Exercise objective: Word for word, repeat the entries, minus the pictures.

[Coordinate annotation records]
START

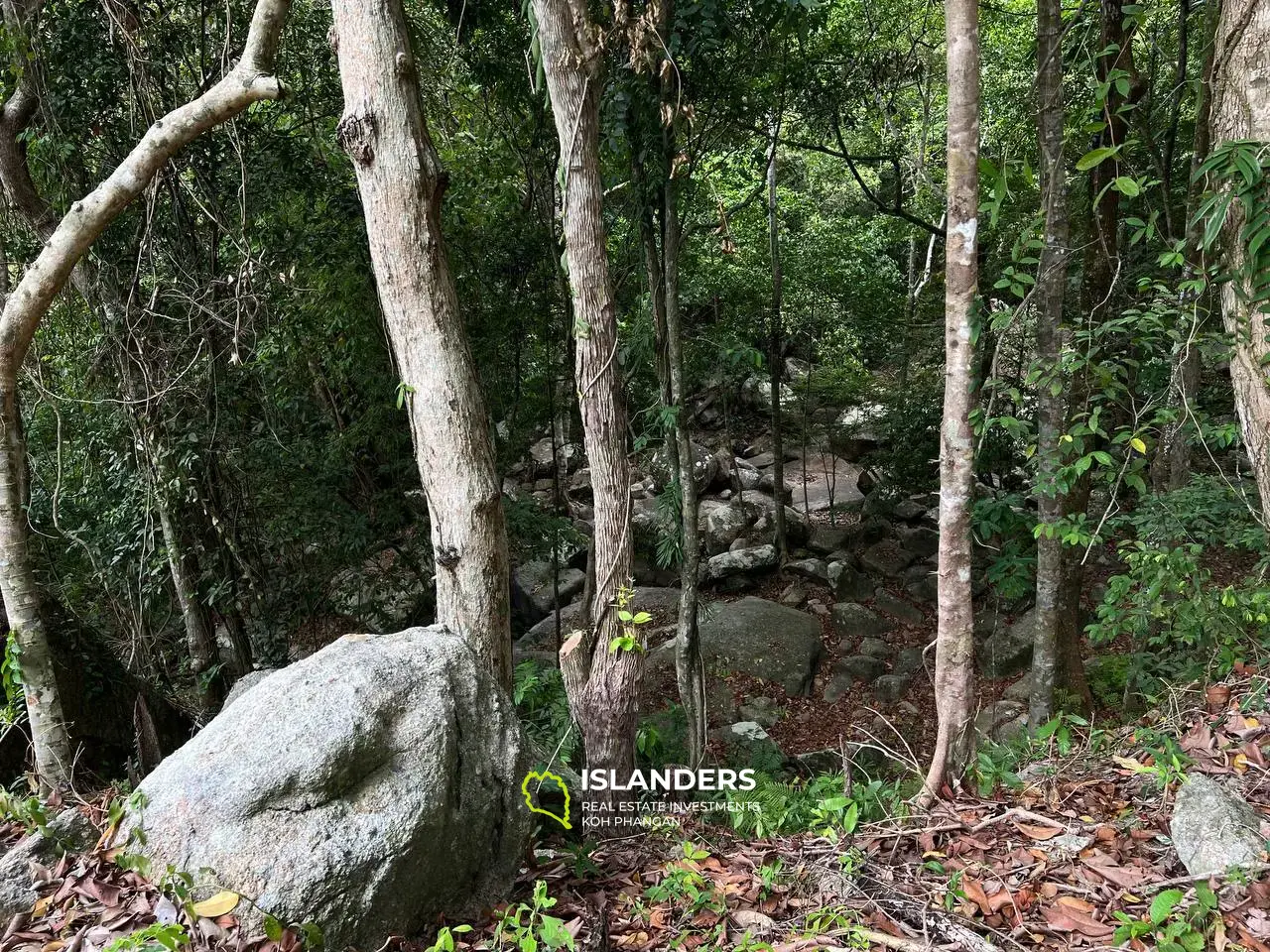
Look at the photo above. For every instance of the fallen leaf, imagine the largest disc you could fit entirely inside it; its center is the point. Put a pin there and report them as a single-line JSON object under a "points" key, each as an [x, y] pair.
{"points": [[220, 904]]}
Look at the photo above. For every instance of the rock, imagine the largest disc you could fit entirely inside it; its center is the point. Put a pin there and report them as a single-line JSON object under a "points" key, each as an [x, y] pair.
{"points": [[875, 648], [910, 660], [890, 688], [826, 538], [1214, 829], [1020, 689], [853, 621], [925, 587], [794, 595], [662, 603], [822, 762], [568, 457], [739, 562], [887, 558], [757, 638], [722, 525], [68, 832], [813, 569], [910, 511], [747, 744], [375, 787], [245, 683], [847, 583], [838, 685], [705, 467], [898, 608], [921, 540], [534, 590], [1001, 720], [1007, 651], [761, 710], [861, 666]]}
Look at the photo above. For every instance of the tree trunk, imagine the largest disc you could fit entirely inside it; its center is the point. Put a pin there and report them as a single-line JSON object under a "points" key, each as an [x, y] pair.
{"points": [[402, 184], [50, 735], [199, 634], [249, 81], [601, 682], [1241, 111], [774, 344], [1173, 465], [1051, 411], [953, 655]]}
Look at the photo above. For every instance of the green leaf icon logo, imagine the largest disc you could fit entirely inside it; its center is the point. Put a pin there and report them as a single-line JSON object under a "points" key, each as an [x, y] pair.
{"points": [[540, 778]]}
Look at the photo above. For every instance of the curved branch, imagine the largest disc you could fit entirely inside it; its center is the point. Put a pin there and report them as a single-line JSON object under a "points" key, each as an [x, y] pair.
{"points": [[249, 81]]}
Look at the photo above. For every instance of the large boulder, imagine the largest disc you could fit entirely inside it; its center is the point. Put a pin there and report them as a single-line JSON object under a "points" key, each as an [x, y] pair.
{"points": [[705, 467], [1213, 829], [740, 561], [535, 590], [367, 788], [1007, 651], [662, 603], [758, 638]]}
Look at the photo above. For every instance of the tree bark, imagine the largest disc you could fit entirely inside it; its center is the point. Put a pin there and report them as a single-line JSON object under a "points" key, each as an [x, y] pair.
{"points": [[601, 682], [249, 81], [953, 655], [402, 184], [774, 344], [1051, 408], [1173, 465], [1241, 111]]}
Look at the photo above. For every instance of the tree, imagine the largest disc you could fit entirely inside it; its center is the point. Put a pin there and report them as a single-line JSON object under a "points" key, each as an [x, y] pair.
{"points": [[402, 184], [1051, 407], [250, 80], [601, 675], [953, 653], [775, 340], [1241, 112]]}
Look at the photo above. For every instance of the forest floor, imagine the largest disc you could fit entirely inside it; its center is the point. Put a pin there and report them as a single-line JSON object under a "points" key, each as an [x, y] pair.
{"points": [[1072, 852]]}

END

Answer below:
Look at the photo above. For every instance of the fallen leaf, imagine the largest disc you could fit entirely inside it; its center is the point. Put a pin there and report them as a single-line JSON object under a "points" key, each as an [x, y] pair.
{"points": [[220, 904]]}
Look at the photo above. For every instance of the rock, imagine the largest disc you could fit entirely inside it; its center is the point. Put a pin there and report them as a single-line JSON object under a "points" key, each as an [x, y] pair.
{"points": [[875, 648], [910, 660], [890, 688], [826, 538], [1214, 829], [1020, 689], [853, 621], [925, 587], [794, 595], [662, 603], [822, 762], [568, 457], [739, 562], [887, 558], [757, 638], [722, 525], [68, 832], [813, 569], [910, 511], [747, 744], [375, 787], [245, 683], [847, 583], [838, 685], [705, 467], [898, 608], [921, 540], [534, 590], [1001, 720], [1007, 651], [761, 710], [861, 666]]}
Look at the photo above. For every instance of the tree trunk, imagine the largest disc you could fit entirely inside it; its center is the point. Put a pin there and report them as a single-line JSON object under a "points" key, each as an [x, y] pair.
{"points": [[402, 184], [50, 735], [199, 634], [249, 81], [601, 682], [1241, 111], [774, 344], [1173, 465], [1051, 411], [953, 655]]}
Look at the photo above. For every instance of the green leaf icon logo, imagine the largest disc you could fit entirely inside it; its center is the point. Put a pin there and report them as a single-line JSON object under a "points" key, each as an [x, y] pair.
{"points": [[540, 778]]}
Look at the photo above. For every instance of the curved branch, imagine the largest disc you could fit entirely inside it; its center is the point. Put a pin there and report them as a single-line JSON object under a "points" key, each as an [x, y] pair.
{"points": [[249, 81]]}
Look at the photo above. For every instance of the large boulder, imagine the largest disc you could fit entirely inside it; its center is the point. Put a pin there and report them as a single-line JSON object under a "points" key, each as an [x, y] pair.
{"points": [[705, 467], [1213, 829], [740, 561], [535, 590], [367, 788], [1007, 651], [662, 603], [758, 638]]}
Look at the photo above. For every instance of the tree bark, imagine the largest disc you could fit entirely inside it; its center is the point. Put a pin there and report them as a single-line JSON object under a "points" key, each as an [x, y] pair.
{"points": [[601, 682], [249, 81], [953, 655], [402, 184], [774, 344], [1051, 408], [1173, 465], [1241, 111]]}
Look at the photo above. For every instance of the tree, imagine the largest disc you could fit entirely inside it; its center is the point. Put a pin there and report them as a single-line JSON object under a "points" key, each as an [x, y] pair.
{"points": [[402, 184], [1051, 407], [250, 80], [601, 675], [953, 653], [775, 340], [1241, 112]]}
Look at the photo above. For every instance of the forest floor, imagine the largest disc you could fit entirely inside it; its center is the point. Put a pin there and report them as a single-line JSON object under a "points" key, each as an [x, y] pair.
{"points": [[1072, 852]]}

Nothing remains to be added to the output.